• Exercise instructions:
Print every line of the records below word for word, but omit the pictures.

Excerpts from a point labeling dataset

────────────────────

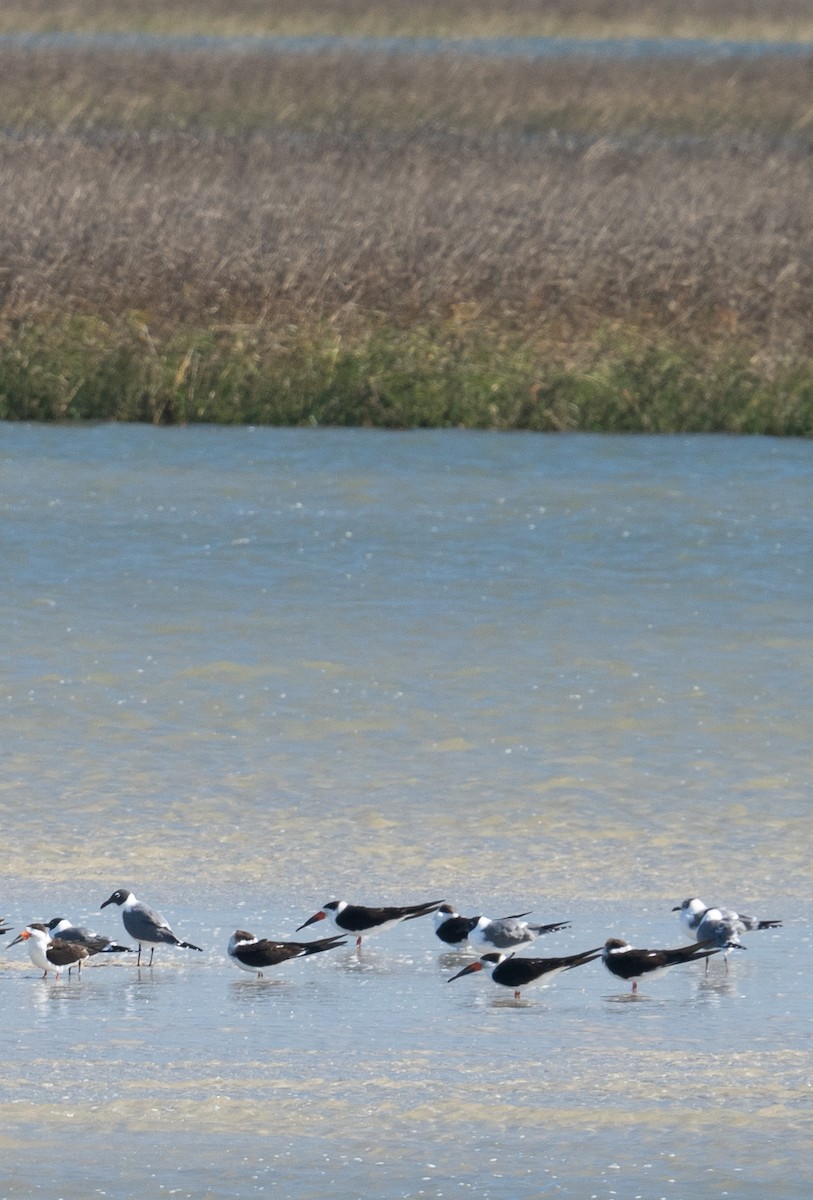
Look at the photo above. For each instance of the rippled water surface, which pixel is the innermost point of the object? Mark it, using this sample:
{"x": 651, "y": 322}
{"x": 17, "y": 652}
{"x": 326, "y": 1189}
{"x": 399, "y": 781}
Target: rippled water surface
{"x": 246, "y": 671}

────────────────────

• Exercise result:
Look at the photo above. For each instance of the rippled water surface, which pixel is the innermost point of the object? Mark it, using this sample:
{"x": 651, "y": 322}
{"x": 17, "y": 652}
{"x": 326, "y": 1189}
{"x": 399, "y": 781}
Target: rippled water surface
{"x": 246, "y": 671}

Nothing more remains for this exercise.